### WRITTEN REQUEST 1
Using the passage on the infancy narratives, answer these questions:
(a) In Mark's view, from what event does Jesus's Sonship date?
(b) Which three ancient heroes are named as subjects of Second Temple Jewish accounts of miraculous births?
(c) With what sources is a connection widely accepted for Matthew's story of the Magi and the Star of Bethlehem?
— START OF PASSAGE GIVEN —
Such stories are less frequent in Judaism, but there too there was a widespread belief in angels and divine intervention in births. Theologically, the two accounts mark the moment when Jesus becomes the Son of God, i.e., at his birth, in distinction to Mark, for whom the Sonship dates from Jesus's baptism, and Paul and the pre-Pauline Christians for whom Jesus becomes the Son only at the Resurrection or even the Second Coming.

Tales of virgin birth and the impregnation of mortal women by deities were well known in the 1st-century Greco-Roman world, and Second Temple Jewish works were also capable of producing accounts of the appearances of angels and miraculous births for ancient heroes such as Melchizedek, Noah, and Moses. Luke's virgin birth story is a standard plot from the Jewish scriptures, as for example in the annunciation scenes for Isaac and for Samson, in which an angel appears and causes apprehension, the angel gives reassurance and announces the coming birth, the mother raises an objection, and the angel gives a sign. Nevertheless, "plausible sources that tell of virgin birth in areas convincingly close to the gospels' own probable origins have proven extremely hard to demonstrate". Similarly, while it is widely accepted that there is a connection with Zoroastrian (Persian) sources underlying Matthew's story of the Magi (the wise men from the East) and the Star of Bethlehem, a wider claim that Zoroastrianism formed the background to the infancy narratives has not achieved acceptance.
— END OF PASSAGE GIVEN —
— START OF RECORDED DATA —
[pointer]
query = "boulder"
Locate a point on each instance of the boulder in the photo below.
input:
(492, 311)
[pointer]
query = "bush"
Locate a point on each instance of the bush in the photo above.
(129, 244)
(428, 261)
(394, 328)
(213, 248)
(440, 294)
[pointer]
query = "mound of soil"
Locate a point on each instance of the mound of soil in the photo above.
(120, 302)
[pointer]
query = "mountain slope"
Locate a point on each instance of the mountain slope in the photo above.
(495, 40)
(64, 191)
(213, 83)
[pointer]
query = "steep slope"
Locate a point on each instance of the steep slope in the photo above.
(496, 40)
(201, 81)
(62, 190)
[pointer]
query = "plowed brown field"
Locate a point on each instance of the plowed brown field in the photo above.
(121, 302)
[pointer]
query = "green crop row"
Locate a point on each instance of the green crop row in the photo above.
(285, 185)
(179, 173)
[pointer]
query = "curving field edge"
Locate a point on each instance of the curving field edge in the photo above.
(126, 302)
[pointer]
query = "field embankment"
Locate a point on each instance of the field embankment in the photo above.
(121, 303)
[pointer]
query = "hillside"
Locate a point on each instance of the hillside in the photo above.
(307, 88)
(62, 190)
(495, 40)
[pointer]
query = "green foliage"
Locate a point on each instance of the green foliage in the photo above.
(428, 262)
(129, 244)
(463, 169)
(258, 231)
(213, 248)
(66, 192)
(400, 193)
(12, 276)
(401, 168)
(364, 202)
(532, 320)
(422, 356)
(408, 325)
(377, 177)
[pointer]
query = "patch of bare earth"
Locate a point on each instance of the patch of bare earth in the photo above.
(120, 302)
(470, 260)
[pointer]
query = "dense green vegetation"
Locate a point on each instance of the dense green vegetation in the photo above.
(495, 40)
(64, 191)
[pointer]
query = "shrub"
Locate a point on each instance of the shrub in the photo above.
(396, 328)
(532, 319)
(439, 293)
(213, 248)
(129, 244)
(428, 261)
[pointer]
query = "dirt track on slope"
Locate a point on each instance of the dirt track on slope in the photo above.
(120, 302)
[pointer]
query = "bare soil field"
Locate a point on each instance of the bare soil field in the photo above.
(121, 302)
— END OF RECORDED DATA —
### WRITTEN REQUEST 2
Extract each line of the listing that includes the string "bush".

### WRITTEN ANSWER 1
(a) Jesus's baptism.
(b) Melchizedek, Noah, and Moses.
(c) Zoroastrian (Persian) sources.

### WRITTEN ANSWER 2
query = "bush"
Locate a point on each instance of the bush in the photo above.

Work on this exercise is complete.